* Assignment *
Each line of the data below that holds the word "track" is to be reported in full.

----

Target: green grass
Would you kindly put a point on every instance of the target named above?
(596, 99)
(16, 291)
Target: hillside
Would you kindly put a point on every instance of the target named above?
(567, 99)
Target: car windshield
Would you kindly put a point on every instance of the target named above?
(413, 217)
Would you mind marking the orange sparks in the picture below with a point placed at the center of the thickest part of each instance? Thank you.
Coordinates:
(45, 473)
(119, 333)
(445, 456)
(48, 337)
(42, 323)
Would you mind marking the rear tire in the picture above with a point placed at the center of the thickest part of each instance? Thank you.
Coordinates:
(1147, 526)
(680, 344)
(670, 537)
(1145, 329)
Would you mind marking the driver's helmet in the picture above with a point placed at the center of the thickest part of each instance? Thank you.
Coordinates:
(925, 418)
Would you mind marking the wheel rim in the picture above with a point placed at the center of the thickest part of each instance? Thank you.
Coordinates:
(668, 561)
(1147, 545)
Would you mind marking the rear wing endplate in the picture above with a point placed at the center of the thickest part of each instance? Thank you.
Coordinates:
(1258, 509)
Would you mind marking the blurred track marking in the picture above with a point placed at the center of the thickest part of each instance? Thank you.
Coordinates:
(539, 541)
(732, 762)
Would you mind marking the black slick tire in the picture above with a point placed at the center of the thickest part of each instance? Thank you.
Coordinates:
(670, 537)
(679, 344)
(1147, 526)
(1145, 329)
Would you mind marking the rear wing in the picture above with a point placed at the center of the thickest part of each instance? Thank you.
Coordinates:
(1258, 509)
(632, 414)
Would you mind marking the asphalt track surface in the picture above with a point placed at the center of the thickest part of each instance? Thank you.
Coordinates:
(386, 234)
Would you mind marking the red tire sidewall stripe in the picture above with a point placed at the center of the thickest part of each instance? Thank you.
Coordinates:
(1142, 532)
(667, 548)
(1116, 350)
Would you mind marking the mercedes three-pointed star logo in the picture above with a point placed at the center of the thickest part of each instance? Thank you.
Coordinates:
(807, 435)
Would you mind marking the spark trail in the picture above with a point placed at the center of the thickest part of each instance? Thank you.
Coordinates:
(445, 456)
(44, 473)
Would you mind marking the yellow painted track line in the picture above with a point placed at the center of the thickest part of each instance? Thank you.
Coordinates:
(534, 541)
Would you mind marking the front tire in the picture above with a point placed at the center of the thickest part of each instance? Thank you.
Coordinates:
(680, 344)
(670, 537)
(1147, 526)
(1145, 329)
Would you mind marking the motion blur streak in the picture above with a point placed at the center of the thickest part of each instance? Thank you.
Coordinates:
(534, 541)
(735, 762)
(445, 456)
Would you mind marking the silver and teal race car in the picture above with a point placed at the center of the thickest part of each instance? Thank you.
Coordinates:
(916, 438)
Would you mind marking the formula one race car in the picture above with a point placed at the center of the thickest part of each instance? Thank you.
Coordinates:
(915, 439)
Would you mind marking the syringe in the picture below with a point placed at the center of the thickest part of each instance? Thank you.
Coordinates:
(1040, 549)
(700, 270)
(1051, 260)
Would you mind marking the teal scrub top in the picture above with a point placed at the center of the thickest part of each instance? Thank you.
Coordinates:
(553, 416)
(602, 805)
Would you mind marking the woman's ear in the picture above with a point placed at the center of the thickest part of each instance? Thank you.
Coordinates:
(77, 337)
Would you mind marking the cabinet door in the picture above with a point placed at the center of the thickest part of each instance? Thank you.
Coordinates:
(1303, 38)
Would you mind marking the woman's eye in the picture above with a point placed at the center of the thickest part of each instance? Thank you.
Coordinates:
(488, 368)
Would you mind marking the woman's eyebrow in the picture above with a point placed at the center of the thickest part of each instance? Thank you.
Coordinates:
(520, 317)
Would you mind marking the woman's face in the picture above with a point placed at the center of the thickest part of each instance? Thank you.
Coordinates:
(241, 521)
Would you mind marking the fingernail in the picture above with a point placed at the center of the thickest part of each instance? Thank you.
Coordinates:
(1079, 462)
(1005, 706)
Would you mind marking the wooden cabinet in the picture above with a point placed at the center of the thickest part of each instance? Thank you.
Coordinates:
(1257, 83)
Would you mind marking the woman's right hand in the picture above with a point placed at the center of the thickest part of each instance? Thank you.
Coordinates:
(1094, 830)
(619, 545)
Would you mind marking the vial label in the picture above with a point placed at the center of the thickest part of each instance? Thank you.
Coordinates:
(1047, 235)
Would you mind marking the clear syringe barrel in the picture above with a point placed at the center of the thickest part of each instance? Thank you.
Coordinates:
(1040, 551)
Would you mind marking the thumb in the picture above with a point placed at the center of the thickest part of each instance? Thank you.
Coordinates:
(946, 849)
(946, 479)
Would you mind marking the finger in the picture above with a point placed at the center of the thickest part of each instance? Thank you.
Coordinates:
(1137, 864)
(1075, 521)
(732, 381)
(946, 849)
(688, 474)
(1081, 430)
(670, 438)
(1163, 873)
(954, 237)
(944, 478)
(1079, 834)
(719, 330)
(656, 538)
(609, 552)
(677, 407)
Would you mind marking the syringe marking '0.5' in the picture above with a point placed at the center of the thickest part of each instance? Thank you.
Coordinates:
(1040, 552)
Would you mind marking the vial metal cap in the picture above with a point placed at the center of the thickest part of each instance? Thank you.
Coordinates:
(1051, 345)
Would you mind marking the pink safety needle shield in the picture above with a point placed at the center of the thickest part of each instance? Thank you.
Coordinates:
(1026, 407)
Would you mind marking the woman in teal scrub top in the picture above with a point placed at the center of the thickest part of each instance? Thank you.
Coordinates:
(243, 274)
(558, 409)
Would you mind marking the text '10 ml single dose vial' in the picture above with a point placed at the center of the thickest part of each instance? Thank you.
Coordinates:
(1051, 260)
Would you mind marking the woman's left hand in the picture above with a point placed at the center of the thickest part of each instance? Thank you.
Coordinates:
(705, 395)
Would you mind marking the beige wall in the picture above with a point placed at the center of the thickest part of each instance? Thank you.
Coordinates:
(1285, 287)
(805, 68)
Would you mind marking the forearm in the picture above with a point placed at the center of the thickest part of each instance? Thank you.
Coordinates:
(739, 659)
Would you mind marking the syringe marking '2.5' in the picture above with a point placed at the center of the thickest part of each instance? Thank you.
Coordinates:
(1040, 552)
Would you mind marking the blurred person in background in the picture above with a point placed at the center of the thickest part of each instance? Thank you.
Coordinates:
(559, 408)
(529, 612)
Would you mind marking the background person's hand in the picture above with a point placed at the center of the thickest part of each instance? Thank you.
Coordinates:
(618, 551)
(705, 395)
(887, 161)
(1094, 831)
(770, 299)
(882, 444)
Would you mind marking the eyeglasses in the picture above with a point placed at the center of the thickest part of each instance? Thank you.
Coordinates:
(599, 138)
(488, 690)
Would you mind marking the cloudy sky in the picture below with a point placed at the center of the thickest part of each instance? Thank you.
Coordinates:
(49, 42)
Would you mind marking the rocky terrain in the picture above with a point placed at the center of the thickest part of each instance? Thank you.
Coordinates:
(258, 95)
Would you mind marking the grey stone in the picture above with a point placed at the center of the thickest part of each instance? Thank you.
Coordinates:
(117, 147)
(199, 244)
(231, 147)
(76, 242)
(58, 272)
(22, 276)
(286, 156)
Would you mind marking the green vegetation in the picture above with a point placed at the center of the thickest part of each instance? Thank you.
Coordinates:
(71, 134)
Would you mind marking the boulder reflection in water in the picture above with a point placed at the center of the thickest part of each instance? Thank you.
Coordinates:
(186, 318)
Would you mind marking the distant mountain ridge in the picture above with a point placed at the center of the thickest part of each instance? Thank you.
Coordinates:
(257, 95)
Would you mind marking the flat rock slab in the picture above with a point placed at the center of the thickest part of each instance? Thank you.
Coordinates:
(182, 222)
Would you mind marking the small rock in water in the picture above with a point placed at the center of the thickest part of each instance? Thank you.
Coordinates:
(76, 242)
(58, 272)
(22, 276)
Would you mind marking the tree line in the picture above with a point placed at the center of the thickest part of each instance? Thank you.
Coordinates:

----

* Written answer *
Would you mind marking the blurred track marking in the picture above with a point placed at the center of the thickest part of each instance? Thank you.
Would you mind marking the asphalt track surface in the picture above with a point placed at the center of the thickest part of each instance? Thank you.
Would you mind marking the yellow painted track line in the picture above with a point placed at the center of the thickest part of each instance? Thank you.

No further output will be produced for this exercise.